Would you transcribe all of the data exactly, down to the last character?

_____

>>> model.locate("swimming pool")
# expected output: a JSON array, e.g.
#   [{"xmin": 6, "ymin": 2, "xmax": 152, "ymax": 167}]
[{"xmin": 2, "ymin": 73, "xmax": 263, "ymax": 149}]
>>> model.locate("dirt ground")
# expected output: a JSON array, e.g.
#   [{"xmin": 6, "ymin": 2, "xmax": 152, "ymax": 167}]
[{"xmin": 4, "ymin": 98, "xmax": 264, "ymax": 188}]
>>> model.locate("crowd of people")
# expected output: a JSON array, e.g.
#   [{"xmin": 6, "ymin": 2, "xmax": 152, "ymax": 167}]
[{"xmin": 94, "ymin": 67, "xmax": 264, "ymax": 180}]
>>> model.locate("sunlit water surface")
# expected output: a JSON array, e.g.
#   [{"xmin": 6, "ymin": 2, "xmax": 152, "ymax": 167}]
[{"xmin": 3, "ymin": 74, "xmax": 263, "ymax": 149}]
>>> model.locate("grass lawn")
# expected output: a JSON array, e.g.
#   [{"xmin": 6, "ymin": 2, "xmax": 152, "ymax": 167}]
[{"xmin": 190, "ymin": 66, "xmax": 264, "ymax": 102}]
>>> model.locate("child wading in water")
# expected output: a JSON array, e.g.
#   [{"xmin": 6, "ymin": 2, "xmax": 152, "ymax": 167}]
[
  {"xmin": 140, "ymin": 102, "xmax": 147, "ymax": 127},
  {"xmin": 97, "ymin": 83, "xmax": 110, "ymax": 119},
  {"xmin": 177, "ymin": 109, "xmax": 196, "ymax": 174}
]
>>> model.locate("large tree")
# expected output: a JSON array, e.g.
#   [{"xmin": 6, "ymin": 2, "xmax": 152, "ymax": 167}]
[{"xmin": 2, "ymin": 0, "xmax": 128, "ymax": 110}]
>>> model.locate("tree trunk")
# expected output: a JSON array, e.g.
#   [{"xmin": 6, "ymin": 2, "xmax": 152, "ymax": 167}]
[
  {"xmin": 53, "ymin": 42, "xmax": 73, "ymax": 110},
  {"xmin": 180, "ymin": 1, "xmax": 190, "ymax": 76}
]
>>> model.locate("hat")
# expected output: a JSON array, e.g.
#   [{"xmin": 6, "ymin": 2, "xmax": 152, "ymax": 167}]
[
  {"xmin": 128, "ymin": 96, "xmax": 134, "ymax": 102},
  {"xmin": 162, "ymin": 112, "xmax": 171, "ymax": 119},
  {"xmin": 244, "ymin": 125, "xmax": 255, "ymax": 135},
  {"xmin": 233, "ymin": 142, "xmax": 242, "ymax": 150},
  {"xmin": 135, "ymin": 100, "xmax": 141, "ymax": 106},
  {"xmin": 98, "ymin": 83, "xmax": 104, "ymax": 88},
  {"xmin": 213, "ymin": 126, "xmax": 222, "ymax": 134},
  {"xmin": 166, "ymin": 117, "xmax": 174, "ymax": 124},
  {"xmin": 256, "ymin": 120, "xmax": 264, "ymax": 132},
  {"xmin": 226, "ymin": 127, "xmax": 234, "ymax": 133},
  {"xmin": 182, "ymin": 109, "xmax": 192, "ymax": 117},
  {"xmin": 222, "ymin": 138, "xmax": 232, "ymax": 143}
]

_____

#### [OUTPUT OF THE EXERCISE]
>>> model.locate("swimming pool")
# expected output: a JSON array, e.g.
#   [{"xmin": 6, "ymin": 2, "xmax": 152, "ymax": 167}]
[{"xmin": 2, "ymin": 73, "xmax": 263, "ymax": 149}]
>>> model.locate("dirt ground")
# expected output: a JSON array, e.g.
#   [{"xmin": 6, "ymin": 2, "xmax": 152, "ymax": 167}]
[{"xmin": 4, "ymin": 98, "xmax": 264, "ymax": 188}]
>>> model.locate("crowd of people")
# expected output: a JSON array, e.g.
#   [{"xmin": 6, "ymin": 2, "xmax": 152, "ymax": 167}]
[{"xmin": 94, "ymin": 67, "xmax": 264, "ymax": 180}]
>>> model.locate("sunlit water surface")
# expected output: a JSON array, e.g.
#   [{"xmin": 6, "ymin": 2, "xmax": 152, "ymax": 167}]
[{"xmin": 3, "ymin": 74, "xmax": 263, "ymax": 149}]
>>> model.locate("grass lawn")
# expected output: a JSON array, e.g.
#   [{"xmin": 6, "ymin": 2, "xmax": 152, "ymax": 167}]
[{"xmin": 190, "ymin": 66, "xmax": 264, "ymax": 102}]
>>> model.locate("child wading in water")
# expected output: a JSON array, e.g.
#   [{"xmin": 6, "ymin": 2, "xmax": 152, "ymax": 167}]
[
  {"xmin": 140, "ymin": 102, "xmax": 147, "ymax": 127},
  {"xmin": 97, "ymin": 83, "xmax": 110, "ymax": 119},
  {"xmin": 177, "ymin": 109, "xmax": 196, "ymax": 174}
]
>>> model.locate("large tree")
# expected output: a JSON array, e.g.
#   [{"xmin": 6, "ymin": 2, "xmax": 152, "ymax": 167}]
[{"xmin": 2, "ymin": 0, "xmax": 128, "ymax": 110}]
>>> model.locate("tree trunk")
# expected output: a JSON array, e.g.
#   [{"xmin": 6, "ymin": 2, "xmax": 152, "ymax": 167}]
[
  {"xmin": 53, "ymin": 42, "xmax": 73, "ymax": 110},
  {"xmin": 180, "ymin": 1, "xmax": 190, "ymax": 76}
]
>>> model.locate("hat")
# expected output: a JSON array, e.g.
#   [{"xmin": 6, "ymin": 2, "xmax": 152, "ymax": 167}]
[
  {"xmin": 128, "ymin": 96, "xmax": 134, "ymax": 102},
  {"xmin": 162, "ymin": 112, "xmax": 171, "ymax": 119},
  {"xmin": 244, "ymin": 125, "xmax": 255, "ymax": 135},
  {"xmin": 233, "ymin": 142, "xmax": 242, "ymax": 150},
  {"xmin": 135, "ymin": 100, "xmax": 141, "ymax": 106},
  {"xmin": 98, "ymin": 83, "xmax": 104, "ymax": 88},
  {"xmin": 213, "ymin": 126, "xmax": 222, "ymax": 134},
  {"xmin": 166, "ymin": 117, "xmax": 174, "ymax": 124},
  {"xmin": 256, "ymin": 120, "xmax": 264, "ymax": 132},
  {"xmin": 226, "ymin": 127, "xmax": 234, "ymax": 133},
  {"xmin": 182, "ymin": 109, "xmax": 192, "ymax": 117},
  {"xmin": 222, "ymin": 138, "xmax": 232, "ymax": 143}
]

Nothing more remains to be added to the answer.